__RAW DATA__.

^^^^^^^^

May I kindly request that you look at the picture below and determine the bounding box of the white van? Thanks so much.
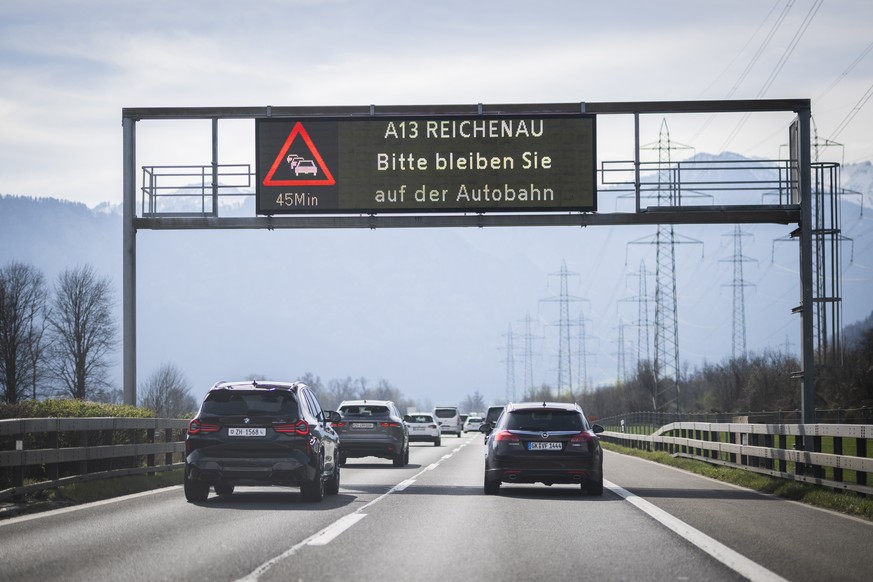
[433,406,463,437]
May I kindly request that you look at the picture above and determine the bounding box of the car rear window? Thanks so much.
[434,408,458,418]
[201,390,300,418]
[506,410,586,431]
[340,404,389,416]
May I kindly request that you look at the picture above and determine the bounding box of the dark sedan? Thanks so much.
[482,402,603,495]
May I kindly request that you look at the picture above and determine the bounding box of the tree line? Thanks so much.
[0,261,116,404]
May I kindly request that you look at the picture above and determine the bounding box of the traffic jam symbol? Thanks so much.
[264,121,336,186]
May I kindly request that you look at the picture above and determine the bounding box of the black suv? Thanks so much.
[482,402,603,495]
[334,400,409,467]
[184,381,340,502]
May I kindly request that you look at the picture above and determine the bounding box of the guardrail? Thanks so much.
[600,422,873,495]
[0,417,188,500]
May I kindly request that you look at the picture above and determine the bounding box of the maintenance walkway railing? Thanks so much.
[598,421,873,495]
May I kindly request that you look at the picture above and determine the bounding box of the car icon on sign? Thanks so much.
[293,160,318,176]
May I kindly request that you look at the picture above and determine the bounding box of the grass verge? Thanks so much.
[601,442,873,521]
[0,469,182,519]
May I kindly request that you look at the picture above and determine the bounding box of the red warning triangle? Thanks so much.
[264,121,336,186]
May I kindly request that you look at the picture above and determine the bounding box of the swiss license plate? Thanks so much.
[527,443,564,451]
[227,427,267,437]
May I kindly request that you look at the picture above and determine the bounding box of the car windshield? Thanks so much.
[506,410,585,431]
[202,390,300,418]
[340,404,388,416]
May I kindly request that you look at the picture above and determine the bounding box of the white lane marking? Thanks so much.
[306,513,367,546]
[603,479,787,582]
[237,441,470,582]
[394,479,415,491]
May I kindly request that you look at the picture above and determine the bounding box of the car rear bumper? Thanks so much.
[485,457,599,485]
[185,451,317,485]
[339,437,403,459]
[409,433,441,443]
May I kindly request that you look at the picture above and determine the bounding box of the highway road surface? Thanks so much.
[0,433,873,582]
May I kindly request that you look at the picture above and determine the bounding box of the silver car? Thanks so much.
[333,400,409,467]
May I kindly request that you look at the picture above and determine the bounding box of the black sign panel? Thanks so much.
[256,114,597,214]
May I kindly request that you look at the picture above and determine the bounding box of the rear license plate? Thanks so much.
[527,443,564,451]
[227,428,267,436]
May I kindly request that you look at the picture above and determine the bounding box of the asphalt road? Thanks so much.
[0,434,873,582]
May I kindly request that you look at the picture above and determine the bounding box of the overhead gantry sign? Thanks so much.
[256,114,597,215]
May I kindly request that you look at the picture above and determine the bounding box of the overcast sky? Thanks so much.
[0,0,873,408]
[0,0,873,206]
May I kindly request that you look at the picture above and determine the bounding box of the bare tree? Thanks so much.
[0,261,47,403]
[48,265,116,399]
[140,364,197,418]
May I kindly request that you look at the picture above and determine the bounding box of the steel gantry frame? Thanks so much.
[122,99,815,424]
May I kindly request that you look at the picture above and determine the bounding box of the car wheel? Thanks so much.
[582,473,603,495]
[184,468,209,503]
[213,483,233,497]
[485,477,500,495]
[324,464,339,495]
[300,463,324,502]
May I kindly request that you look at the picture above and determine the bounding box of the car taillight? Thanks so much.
[494,430,521,445]
[273,419,309,436]
[570,432,594,446]
[188,418,221,434]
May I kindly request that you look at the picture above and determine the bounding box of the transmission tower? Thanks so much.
[621,260,654,370]
[504,324,515,402]
[541,261,582,396]
[615,318,627,382]
[721,224,755,360]
[631,120,702,411]
[509,313,538,402]
[576,311,594,392]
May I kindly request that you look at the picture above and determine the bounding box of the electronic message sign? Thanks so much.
[256,113,597,214]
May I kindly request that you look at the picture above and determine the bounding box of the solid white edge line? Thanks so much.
[603,479,788,582]
[394,479,415,491]
[306,513,367,546]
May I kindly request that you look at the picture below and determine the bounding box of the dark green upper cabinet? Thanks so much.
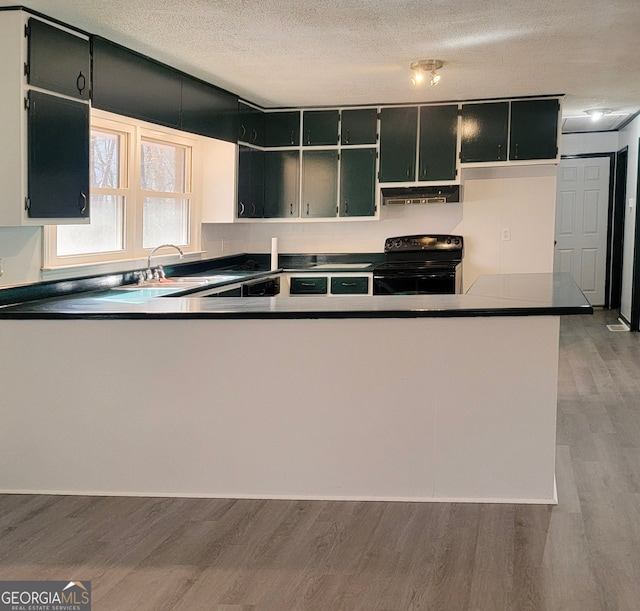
[238,102,265,146]
[509,99,560,161]
[302,110,340,146]
[237,146,264,218]
[460,102,509,163]
[264,151,300,218]
[418,105,458,181]
[379,106,418,182]
[180,75,238,142]
[301,151,338,218]
[340,108,378,146]
[264,110,300,146]
[339,148,376,216]
[93,37,182,129]
[27,91,89,219]
[27,18,91,100]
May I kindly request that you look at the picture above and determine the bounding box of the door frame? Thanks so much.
[554,153,617,308]
[629,138,640,331]
[607,146,629,311]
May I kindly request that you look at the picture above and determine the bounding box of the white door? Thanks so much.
[553,157,609,306]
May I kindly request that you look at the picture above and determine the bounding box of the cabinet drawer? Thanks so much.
[331,276,369,295]
[289,276,327,295]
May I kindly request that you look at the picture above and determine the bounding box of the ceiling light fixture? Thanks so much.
[585,108,611,121]
[411,59,444,85]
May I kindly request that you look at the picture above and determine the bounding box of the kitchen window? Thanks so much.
[45,111,200,270]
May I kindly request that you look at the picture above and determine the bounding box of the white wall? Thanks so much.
[0,227,42,287]
[203,165,557,290]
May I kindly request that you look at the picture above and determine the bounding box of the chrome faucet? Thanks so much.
[146,244,184,281]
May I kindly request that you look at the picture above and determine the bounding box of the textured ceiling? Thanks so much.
[5,0,640,129]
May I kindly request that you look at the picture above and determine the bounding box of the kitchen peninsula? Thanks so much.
[0,273,592,503]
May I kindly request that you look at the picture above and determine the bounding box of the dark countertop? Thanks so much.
[0,268,593,319]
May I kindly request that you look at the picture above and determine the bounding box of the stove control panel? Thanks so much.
[384,234,463,252]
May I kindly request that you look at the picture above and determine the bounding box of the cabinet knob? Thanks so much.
[76,72,87,93]
[78,191,87,214]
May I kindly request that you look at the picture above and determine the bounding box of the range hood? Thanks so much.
[382,185,462,206]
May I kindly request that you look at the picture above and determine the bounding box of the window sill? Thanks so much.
[40,250,206,280]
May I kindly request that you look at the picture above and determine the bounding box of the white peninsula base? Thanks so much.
[0,316,559,503]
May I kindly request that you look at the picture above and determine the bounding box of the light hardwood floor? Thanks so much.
[0,311,640,611]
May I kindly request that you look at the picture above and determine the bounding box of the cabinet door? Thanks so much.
[92,37,182,128]
[289,276,327,295]
[302,151,338,217]
[460,102,509,163]
[264,151,300,218]
[418,105,458,180]
[331,276,369,295]
[238,102,264,146]
[340,148,376,216]
[180,75,238,142]
[380,106,418,182]
[340,108,378,145]
[27,18,91,100]
[27,91,89,218]
[264,110,300,146]
[238,146,264,218]
[509,100,560,160]
[302,110,340,145]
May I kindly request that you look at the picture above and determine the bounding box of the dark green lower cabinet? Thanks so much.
[237,146,264,218]
[418,105,458,180]
[331,276,369,295]
[264,151,300,218]
[340,148,376,216]
[300,150,338,218]
[289,276,327,295]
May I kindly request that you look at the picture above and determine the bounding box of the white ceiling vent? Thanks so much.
[562,113,629,134]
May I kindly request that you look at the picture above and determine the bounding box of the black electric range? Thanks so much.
[373,234,464,295]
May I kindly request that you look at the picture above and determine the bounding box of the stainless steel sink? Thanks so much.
[118,276,210,291]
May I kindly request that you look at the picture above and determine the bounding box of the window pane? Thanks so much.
[142,197,189,248]
[140,140,186,193]
[90,130,120,189]
[57,195,124,257]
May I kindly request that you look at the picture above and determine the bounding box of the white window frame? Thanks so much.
[43,110,202,273]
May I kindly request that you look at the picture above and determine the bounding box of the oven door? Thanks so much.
[373,270,459,295]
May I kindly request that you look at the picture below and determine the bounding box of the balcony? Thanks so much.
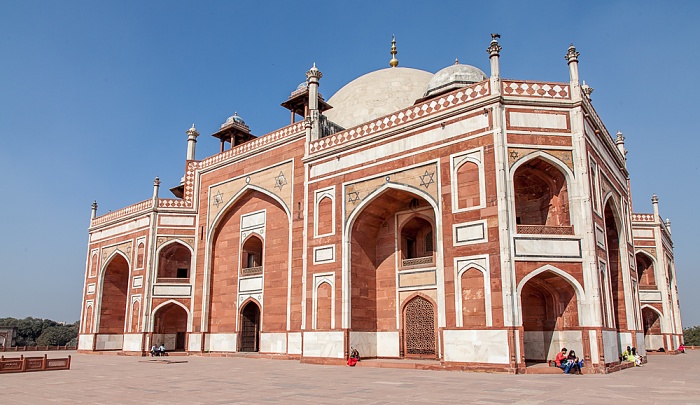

^^^^^^^^

__GOAL OF THE EXERCISE__. Rewrite all the records above with "determine" changed to "identify" and nothing else altered. Leave the pictures out of your answer.

__WRITTEN SOLUTION__.
May I kindly request that you look at the picture below and identify the bounding box of the white van? Thanks so much.
[433,406,463,437]
May I kindly request that you look at the picture above and identify the bounding box of the car rear window? Thanks so much.
[434,408,458,418]
[201,390,300,418]
[506,410,586,431]
[340,404,389,416]
May I kindly request that you look at the picture above and identify the bounding box of the dark sedan? Thanks so much.
[482,402,603,495]
May I kindly request that you look at the picture above and identify the bounding box of the tree line? Thanks so much.
[0,261,116,404]
May I kindly request that you look at the picture above and identify the bounding box of the traffic jam symbol? Thanks so much.
[264,121,336,186]
May I kindly request that you look at the picture above and identify the bounding box of the black suv? Thanks so much.
[482,402,603,495]
[334,400,409,467]
[184,381,340,502]
May I kindly request that you look at the picture above and identify the bounding box of the guardrail? Thanks so much.
[600,422,873,495]
[0,417,188,500]
May I kindly request that you look at the picture above and identify the bounding box of the maintenance walkway railing? Thanks so much.
[598,421,873,495]
May I kindly request that you look at the picture above and identify the bounding box of the car icon on sign? Thanks so much.
[293,160,318,176]
May I kindly request that you look at the picture above and identify the bounding box of the grass verge? Thanks so much.
[601,442,873,521]
[0,469,182,519]
May I kindly request that you look at the picture above and identify the bounding box of the red warning triangle? Thanks so much.
[264,121,336,186]
May I kindly request that you look at the picture above and identify the bounding box of the swiss license plate? Thanks so much.
[527,443,564,451]
[227,427,267,437]
May I kindly request that you look at the picture above and identify the bounding box of the car windshield? Thanks so much.
[506,410,585,431]
[202,390,300,418]
[340,404,388,416]
May I kindly request that you look at the picture above and identify the bounding box of the white lane marking? Thanks so much.
[306,513,367,546]
[603,479,787,582]
[237,441,470,582]
[394,479,415,491]
May I kindly request that you look at the picture above and identify the bounding box of the car rear bumper? Thanks so much.
[485,457,599,485]
[185,451,317,485]
[339,437,403,459]
[409,433,441,443]
May I kindly request that you look at the picture above and identify the bounding box of the highway road surface? Thanks so much.
[0,433,873,582]
May I kindly request that you look at the picture above and identify the bounding box of the silver car? Thanks so much.
[333,400,409,467]
May I kindly request that you look at the picture above and identify the bounding box of the black sign panel? Thanks so much.
[256,114,597,214]
May I kindly request that you look at the picture above and identify the bounding box of the rear license plate? Thanks so much.
[527,443,564,451]
[227,428,267,436]
May I kindly request that you look at the picture above and identify the bounding box of the asphalt road? Thanks so much.
[0,434,873,582]
May I kindly request that you look at the picture above and identify the bounding box of the overhead gantry sign? Thanks so much.
[256,114,597,215]
May I kindly request that you look at the picture above and identify the bounding box of the overcast sky? Thanks so much.
[0,0,873,408]
[0,0,873,206]
May I kindly request that you look at the picture above and identify the bounding box of the bare tree? Thanks so much.
[0,261,47,403]
[48,265,116,399]
[140,364,197,418]
May I kindly request that you look at the picture above and identify the bounding box of the steel gantry frame? Thanks so much.
[122,99,815,424]
May I kindly request that you look at the picture above and identify the bounding box of the car wheel? Thanks so much.
[582,473,603,495]
[184,468,209,503]
[213,483,233,497]
[485,477,500,495]
[324,464,339,495]
[300,463,324,502]
May I kindly request that you look at the picture above and identify the bounding box of the car taillight? Thanks so much.
[494,430,521,445]
[273,419,309,436]
[570,432,594,446]
[188,418,221,434]
May I kindly request that you look at the picture above and identify the bounding box of the transmission tower? Thanks so much.
[621,260,654,370]
[504,324,515,402]
[541,261,582,396]
[615,318,627,382]
[721,224,755,360]
[631,120,702,411]
[509,313,538,402]
[576,311,594,392]
May I kindly request that you look at the picture above and identify the bounding box of the electronic message sign? Thanks so much.
[256,113,597,214]
May I kindly request that you look at the picture above and identify the bounding box of the solid white edge line? Thanks so much.
[603,479,788,582]
[394,479,415,491]
[306,513,367,546]
May I kindly request that you look at the picture below and identify the bounding box of the dark green upper cabinet? Thanks so much.
[238,102,265,146]
[509,99,560,161]
[302,110,340,146]
[237,146,264,218]
[460,102,509,163]
[264,151,300,218]
[418,105,458,181]
[379,106,418,182]
[180,75,238,142]
[301,151,338,218]
[340,108,378,146]
[264,110,300,146]
[339,148,376,216]
[93,37,182,129]
[27,91,89,219]
[27,18,91,100]
May I kindly request that you look at the picture above and identify the bounding box of the door frame? Thanks so much.
[554,153,617,308]
[629,138,640,331]
[607,146,629,311]
May I kindly request that you look at the picture above and identify the bounding box of the white door? Thanks so much.
[553,157,609,306]
May I kindly request that you look at the picture above and identify the bounding box of the cabinet drawer? Thanks so much.
[331,276,369,295]
[289,276,327,295]
May I kindly request that you look at the picture above and identify the bounding box of the ceiling light fixture? Thanks so much.
[585,108,611,121]
[411,59,444,85]
May I kindly request that you look at the picture above and identify the bounding box of the kitchen window? Thanks so much.
[45,111,200,270]
May I kindly request that you look at the picture above and identify the bounding box of the white wall? Thanks so much.
[0,227,42,287]
[203,165,557,290]
May I kindly request that you look at the picture above and identify the bounding box of the chrome faucet? Thanks so much.
[146,244,184,281]
May I kindly request that you look at the picture above and identify the bounding box of the textured ceiling? Thanks so much.
[5,0,640,129]
May I kindly request that you look at the picture above and identify the bounding box of the kitchen peninsula? Thanks so much.
[0,273,592,503]
May I kindly request that you look at the picture above and identify the bounding box of the dark countertop? Thanks so much.
[0,268,593,319]
May I kindly request that you look at the picture above and identify the bounding box of the stove control panel? Thanks so much.
[384,234,463,252]
May I kindly request that you look at the picture above and identify the bounding box of the cabinet knob? Thanks so much.
[76,72,87,93]
[78,191,87,214]
May I kindly request that you look at the picture above and identify the bounding box of the range hood? Thanks so much.
[382,185,462,206]
May I kindly request that you look at the picture above and identify the bounding box of the window sill? Thanks so much.
[40,250,206,280]
May I kindly request that you look at the picture above and identify the bounding box of the white peninsula base? Thanks so much.
[0,316,559,503]
May I kindly request that you look at the picture above and identify the bounding box of the light hardwood floor? Thanks so much.
[0,311,640,611]
May I kindly request that you look at the picture above and identify the bounding box of the cabinet door? Thanks so much.
[92,37,182,128]
[289,276,327,295]
[302,151,338,217]
[460,102,509,163]
[264,151,300,218]
[418,105,458,180]
[331,276,369,295]
[238,102,264,146]
[340,148,376,216]
[180,75,238,142]
[380,106,418,182]
[340,108,378,145]
[27,18,91,100]
[27,91,89,218]
[264,110,300,146]
[238,146,264,218]
[509,100,560,160]
[302,110,340,145]
May I kindly request that you look at the picture above and identify the bounding box of the dark green lower cabinet? Thanks so much.
[237,146,264,218]
[418,105,458,180]
[331,276,369,295]
[264,151,300,218]
[340,148,376,216]
[300,150,338,218]
[289,276,327,295]
May I kindly request that you look at the picture above and identify the bounding box of the white ceiling vent? Thanks so much.
[562,113,629,134]
May I kindly request that you look at the picture above and identify the bounding box of the black electric range? Thanks so much.
[373,234,464,295]
May I kindly request that you look at the picture above and identify the bounding box of the stainless steel sink? Thanks so much.
[118,276,210,291]
May I kindly request that you look at the picture above and identify the bounding box of the window pane? Thanks so much.
[142,197,189,248]
[140,140,186,193]
[90,130,120,189]
[57,195,124,257]
May I kindly request that you look at the picture above and identify the bounding box of the white window frame? Thanks so much.
[43,110,202,273]
May I kindly request that you look at the picture above and identify the bounding box of the oven door? Thanks so much.
[373,270,459,295]
May I kindly request that you look at the picture below and identify the bounding box of the balcony? Thanks so much.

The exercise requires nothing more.